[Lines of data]

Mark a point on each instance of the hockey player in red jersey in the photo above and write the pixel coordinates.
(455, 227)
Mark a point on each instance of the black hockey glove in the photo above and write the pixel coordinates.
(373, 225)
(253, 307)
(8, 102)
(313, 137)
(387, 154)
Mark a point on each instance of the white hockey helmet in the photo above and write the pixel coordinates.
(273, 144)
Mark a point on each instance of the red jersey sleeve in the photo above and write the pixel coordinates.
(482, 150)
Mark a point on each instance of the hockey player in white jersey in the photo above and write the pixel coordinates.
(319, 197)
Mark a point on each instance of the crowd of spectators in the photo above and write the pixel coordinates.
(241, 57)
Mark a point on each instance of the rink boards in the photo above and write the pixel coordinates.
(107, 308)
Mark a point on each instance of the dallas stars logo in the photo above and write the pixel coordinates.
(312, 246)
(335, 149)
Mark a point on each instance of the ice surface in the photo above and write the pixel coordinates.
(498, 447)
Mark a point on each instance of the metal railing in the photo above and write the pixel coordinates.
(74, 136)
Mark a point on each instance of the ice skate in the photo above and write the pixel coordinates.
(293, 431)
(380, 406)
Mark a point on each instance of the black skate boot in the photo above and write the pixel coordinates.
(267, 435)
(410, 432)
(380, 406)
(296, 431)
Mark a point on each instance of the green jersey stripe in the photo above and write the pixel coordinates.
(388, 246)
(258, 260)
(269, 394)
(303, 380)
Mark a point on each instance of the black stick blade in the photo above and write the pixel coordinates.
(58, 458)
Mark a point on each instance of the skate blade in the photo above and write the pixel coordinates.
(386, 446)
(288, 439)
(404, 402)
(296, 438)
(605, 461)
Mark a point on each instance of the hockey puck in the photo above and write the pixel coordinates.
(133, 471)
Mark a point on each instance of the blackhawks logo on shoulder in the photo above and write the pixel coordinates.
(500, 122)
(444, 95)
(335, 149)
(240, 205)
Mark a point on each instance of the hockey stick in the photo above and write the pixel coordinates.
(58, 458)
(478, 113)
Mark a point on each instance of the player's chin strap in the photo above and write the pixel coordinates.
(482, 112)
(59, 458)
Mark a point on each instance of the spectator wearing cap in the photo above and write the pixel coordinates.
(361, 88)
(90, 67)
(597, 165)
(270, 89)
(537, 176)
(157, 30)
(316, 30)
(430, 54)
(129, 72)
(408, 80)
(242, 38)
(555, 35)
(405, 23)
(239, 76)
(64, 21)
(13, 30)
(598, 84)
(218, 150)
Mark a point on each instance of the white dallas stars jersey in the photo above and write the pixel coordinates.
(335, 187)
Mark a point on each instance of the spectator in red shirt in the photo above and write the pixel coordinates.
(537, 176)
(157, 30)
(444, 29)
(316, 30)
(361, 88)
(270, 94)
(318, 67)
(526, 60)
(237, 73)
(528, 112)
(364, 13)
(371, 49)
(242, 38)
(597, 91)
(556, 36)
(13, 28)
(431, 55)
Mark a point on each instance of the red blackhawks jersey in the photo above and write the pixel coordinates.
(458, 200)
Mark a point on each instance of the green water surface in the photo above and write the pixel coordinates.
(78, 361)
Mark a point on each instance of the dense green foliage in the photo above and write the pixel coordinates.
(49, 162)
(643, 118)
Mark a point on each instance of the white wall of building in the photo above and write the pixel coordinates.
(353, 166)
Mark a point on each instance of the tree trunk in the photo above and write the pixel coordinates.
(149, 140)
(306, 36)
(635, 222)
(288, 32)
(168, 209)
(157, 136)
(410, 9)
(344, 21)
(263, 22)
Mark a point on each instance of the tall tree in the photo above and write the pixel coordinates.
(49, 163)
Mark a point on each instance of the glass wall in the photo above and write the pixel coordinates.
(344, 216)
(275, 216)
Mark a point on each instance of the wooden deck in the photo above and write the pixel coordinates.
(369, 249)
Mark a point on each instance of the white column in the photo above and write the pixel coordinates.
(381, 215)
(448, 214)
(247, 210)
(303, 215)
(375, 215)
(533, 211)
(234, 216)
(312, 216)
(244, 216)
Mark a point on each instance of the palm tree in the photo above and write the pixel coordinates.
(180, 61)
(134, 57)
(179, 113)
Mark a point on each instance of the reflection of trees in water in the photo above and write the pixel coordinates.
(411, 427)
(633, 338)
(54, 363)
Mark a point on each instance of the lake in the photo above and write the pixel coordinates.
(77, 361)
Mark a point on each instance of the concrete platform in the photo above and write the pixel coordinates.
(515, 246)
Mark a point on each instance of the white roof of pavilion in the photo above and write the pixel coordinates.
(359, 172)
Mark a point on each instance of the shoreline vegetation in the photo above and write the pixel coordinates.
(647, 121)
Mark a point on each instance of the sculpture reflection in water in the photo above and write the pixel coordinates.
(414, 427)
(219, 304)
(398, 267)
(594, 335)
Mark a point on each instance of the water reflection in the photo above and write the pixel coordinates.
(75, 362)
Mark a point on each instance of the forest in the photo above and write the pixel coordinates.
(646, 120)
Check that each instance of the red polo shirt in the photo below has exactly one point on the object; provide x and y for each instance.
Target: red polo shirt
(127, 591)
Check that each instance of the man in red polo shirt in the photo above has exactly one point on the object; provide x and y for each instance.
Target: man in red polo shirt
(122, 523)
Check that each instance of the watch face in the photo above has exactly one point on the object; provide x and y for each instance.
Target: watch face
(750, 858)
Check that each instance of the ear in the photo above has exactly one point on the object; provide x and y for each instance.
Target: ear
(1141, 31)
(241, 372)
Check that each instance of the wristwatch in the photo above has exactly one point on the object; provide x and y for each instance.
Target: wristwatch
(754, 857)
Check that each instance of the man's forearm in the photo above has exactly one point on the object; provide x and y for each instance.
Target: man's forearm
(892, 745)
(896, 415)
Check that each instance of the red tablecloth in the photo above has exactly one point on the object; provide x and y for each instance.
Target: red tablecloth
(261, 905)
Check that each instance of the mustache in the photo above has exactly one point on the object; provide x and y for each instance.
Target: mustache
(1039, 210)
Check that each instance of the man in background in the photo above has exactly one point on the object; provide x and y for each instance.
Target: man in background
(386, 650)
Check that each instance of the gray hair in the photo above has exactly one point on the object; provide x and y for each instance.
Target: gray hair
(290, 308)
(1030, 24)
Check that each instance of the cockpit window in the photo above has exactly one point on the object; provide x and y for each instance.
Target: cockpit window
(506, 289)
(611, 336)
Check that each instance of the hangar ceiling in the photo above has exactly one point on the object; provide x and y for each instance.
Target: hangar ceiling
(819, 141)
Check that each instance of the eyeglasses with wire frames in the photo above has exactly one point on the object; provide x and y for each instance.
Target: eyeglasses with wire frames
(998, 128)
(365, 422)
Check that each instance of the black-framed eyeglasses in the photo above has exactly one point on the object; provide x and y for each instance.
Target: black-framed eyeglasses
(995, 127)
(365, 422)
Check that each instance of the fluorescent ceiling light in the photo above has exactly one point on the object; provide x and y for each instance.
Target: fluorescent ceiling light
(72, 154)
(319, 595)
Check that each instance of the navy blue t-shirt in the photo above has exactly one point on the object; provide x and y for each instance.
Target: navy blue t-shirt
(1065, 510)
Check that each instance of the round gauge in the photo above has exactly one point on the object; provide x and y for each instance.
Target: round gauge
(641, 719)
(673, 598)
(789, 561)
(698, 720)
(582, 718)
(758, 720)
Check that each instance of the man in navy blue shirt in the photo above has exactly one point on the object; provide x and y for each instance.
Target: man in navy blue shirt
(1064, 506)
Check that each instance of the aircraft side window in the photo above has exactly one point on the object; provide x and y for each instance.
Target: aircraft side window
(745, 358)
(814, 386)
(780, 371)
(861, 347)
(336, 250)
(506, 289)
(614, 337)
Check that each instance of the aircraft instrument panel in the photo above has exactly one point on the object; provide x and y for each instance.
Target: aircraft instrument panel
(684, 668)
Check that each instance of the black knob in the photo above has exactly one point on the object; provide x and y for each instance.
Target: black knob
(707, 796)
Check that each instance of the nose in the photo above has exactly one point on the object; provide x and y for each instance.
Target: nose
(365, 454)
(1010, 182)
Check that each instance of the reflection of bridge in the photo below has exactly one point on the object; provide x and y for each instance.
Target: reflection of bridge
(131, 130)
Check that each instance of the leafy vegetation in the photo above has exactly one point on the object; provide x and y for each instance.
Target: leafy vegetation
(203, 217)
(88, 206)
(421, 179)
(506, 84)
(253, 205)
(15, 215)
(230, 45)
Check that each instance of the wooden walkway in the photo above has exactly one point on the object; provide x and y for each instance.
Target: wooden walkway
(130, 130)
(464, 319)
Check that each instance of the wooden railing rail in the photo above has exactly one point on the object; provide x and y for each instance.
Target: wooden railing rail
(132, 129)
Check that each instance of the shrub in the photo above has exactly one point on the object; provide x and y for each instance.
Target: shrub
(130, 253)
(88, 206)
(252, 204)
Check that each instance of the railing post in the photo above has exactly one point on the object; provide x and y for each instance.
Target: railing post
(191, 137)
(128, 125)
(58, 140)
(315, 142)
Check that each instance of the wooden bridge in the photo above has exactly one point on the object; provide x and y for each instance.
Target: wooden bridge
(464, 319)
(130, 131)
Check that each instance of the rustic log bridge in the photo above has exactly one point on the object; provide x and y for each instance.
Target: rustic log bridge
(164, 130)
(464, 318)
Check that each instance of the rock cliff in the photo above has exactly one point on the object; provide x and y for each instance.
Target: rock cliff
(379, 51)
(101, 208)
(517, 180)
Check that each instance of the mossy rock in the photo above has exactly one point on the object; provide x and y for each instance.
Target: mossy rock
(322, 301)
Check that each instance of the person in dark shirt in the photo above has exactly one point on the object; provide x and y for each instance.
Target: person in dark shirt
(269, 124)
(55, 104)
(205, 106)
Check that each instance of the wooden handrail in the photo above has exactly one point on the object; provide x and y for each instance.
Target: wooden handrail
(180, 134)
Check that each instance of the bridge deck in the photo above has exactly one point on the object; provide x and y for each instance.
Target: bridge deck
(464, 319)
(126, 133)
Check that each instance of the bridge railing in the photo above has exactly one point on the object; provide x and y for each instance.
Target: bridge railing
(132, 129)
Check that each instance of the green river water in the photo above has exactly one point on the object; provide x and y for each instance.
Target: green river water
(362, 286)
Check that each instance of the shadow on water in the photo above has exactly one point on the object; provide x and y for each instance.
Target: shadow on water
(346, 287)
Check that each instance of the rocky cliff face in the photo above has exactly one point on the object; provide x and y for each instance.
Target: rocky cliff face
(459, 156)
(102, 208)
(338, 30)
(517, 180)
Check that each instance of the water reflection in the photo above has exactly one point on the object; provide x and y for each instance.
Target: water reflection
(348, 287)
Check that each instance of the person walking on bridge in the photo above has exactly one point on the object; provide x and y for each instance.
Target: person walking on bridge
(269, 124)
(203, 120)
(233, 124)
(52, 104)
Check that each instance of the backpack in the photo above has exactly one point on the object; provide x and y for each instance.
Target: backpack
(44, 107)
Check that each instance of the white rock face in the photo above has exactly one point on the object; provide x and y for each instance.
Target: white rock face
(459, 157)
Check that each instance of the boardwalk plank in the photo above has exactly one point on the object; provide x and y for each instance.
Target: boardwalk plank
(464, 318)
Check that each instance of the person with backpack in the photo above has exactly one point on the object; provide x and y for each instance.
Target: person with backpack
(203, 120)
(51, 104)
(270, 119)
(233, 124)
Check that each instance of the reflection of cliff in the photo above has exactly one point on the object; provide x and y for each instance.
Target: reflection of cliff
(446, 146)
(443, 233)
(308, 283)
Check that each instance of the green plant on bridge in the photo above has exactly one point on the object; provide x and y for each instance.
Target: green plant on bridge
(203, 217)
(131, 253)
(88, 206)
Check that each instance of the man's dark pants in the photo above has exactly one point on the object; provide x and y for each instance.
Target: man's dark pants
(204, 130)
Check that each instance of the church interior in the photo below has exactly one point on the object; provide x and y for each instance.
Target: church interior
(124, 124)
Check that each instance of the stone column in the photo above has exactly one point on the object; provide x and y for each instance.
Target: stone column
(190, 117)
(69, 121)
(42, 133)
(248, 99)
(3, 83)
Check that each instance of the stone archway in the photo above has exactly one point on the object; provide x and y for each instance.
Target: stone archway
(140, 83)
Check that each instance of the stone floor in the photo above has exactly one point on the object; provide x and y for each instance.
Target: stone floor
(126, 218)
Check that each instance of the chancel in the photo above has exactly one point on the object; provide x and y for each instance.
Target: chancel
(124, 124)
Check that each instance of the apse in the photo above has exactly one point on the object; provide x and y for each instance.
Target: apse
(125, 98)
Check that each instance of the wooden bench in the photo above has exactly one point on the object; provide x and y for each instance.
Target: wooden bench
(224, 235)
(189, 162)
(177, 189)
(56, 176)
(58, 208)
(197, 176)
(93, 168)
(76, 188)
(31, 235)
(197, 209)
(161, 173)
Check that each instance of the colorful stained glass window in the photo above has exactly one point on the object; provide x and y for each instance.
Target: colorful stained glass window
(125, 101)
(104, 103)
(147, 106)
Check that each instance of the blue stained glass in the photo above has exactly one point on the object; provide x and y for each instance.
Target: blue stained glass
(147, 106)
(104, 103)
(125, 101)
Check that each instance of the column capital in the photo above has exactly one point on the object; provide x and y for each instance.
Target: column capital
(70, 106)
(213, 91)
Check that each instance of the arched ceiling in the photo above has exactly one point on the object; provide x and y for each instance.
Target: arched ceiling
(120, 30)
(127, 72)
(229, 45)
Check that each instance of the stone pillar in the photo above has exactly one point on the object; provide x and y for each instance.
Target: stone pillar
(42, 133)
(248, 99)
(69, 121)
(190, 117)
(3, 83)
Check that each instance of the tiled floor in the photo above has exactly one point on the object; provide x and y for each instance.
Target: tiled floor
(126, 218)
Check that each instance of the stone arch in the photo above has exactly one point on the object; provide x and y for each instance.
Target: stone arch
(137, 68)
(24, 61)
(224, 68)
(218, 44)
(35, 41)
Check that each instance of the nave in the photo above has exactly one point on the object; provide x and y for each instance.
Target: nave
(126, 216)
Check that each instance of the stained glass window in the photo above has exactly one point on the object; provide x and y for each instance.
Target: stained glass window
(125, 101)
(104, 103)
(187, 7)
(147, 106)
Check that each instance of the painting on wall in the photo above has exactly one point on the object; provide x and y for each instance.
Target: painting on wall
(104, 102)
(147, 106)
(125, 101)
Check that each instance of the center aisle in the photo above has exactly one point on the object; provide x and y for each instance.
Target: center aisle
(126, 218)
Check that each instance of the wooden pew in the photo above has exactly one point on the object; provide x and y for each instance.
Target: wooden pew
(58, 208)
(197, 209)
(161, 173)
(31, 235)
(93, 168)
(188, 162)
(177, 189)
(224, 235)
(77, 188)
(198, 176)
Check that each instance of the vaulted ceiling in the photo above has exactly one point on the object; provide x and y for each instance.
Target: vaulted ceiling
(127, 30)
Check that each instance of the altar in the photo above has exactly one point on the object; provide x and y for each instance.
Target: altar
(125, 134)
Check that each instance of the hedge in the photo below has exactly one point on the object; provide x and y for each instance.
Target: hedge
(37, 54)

Written exercise:
Quote only the lines from the one containing "Check that each instance of the wooden pew" through the final line of the records, with both ends included.

Written solution:
Check that each instance of the wooden pew in the photo above has exactly one point on the object; provide x and y for each instance.
Target: wooden pew
(58, 208)
(197, 209)
(161, 173)
(31, 235)
(93, 168)
(188, 162)
(177, 189)
(224, 235)
(77, 188)
(198, 176)
Check that each instance of the vaulted ceiling in the photo above has exactly one point on the object; provide x and y for each instance.
Target: vaulted ceiling
(127, 30)
Check that each instance of the altar in the photo above has exactly one point on the object; provide x and y for each instance.
Target: altar
(125, 134)
Check that each instance of the hedge in the photo below has exactly one point on the object; provide x and y for each instance.
Target: hedge
(37, 54)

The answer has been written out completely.